▸ **Data rows**

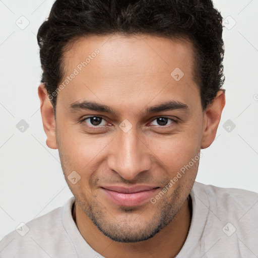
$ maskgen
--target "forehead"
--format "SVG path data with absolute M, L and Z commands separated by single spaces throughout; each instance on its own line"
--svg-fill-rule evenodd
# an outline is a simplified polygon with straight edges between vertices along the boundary
M 193 76 L 192 46 L 184 40 L 92 35 L 79 38 L 68 46 L 60 84 L 75 71 L 76 76 L 58 95 L 67 102 L 94 97 L 94 93 L 95 99 L 111 102 L 114 97 L 150 102 L 155 95 L 158 100 L 171 93 L 186 101 L 191 92 L 199 94 Z

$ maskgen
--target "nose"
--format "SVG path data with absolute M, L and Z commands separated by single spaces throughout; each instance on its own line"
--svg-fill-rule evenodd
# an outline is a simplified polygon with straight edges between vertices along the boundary
M 133 127 L 126 133 L 119 130 L 110 149 L 107 165 L 125 179 L 132 180 L 151 168 L 150 149 Z

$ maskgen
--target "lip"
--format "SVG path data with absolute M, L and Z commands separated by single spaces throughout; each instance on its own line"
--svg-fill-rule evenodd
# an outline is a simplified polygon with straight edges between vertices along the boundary
M 160 188 L 156 186 L 136 185 L 102 186 L 100 189 L 115 204 L 123 206 L 137 206 L 149 200 Z

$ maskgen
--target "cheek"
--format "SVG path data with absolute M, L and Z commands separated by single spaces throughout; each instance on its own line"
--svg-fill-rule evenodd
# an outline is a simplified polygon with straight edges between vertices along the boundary
M 180 169 L 195 159 L 194 165 L 190 163 L 190 169 L 197 170 L 200 152 L 202 128 L 200 123 L 188 126 L 184 132 L 159 140 L 152 139 L 150 149 L 158 157 L 164 169 L 173 176 Z M 200 155 L 200 154 L 199 154 Z

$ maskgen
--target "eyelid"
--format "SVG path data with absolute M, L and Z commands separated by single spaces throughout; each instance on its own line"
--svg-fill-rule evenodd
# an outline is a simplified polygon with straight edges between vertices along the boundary
M 100 117 L 100 118 L 102 118 L 103 119 L 104 119 L 106 122 L 107 122 L 107 123 L 109 123 L 109 122 L 108 121 L 107 121 L 106 119 L 102 116 L 102 115 L 91 115 L 91 116 L 87 116 L 86 117 L 84 117 L 82 119 L 80 119 L 80 123 L 82 123 L 83 122 L 85 121 L 86 120 L 87 120 L 87 119 L 89 119 L 89 118 L 90 118 L 91 117 Z M 169 125 L 154 125 L 154 126 L 158 126 L 158 127 L 164 127 L 164 128 L 167 128 L 168 127 L 169 127 L 170 126 L 172 126 L 171 125 L 171 124 L 173 124 L 174 123 L 177 123 L 178 122 L 178 120 L 176 118 L 175 118 L 175 117 L 173 117 L 173 118 L 171 118 L 171 117 L 169 117 L 168 116 L 165 116 L 165 115 L 159 115 L 159 116 L 157 116 L 155 117 L 152 117 L 150 122 L 150 123 L 150 123 L 152 122 L 153 122 L 154 121 L 155 121 L 156 119 L 157 118 L 161 118 L 161 117 L 163 117 L 163 118 L 167 118 L 168 119 L 169 119 L 169 120 L 171 120 L 172 122 Z M 95 126 L 90 126 L 90 125 L 87 125 L 88 127 L 90 127 L 90 128 L 99 128 L 99 127 L 103 127 L 103 126 L 105 126 L 106 125 L 96 125 Z

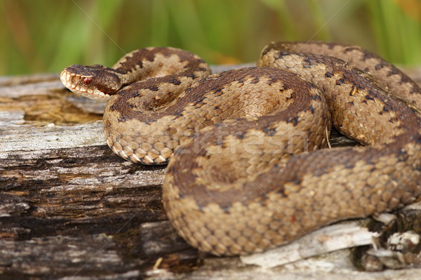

▸ **Task**
Format the material from its first line through the line containing "M 193 76 L 192", inclusive, as a Markdown table with the columns No. and Text, numbering each row and skipping blank lines. Leave the pictures out of the answer.

▸ **Answer below**
| No. | Text |
|---|---|
| 1 | $ maskgen |
| 2 | --target "forehead" |
| 3 | --format "SVG path data with absolute M, L and Z commands separated by single spaces throughout; each instance on its own line" |
| 4 | --svg-fill-rule evenodd |
| 5 | # an outline is a simplified polygon with straight edges between vertices along the boundary |
| 6 | M 193 76 L 192 46 L 184 40 L 92 35 L 79 38 L 68 46 L 60 84 L 75 71 L 76 76 L 58 95 L 67 102 L 94 97 L 94 93 L 95 99 L 111 102 L 114 97 L 150 102 L 155 95 L 158 100 L 171 93 L 186 101 L 191 92 L 199 94 Z |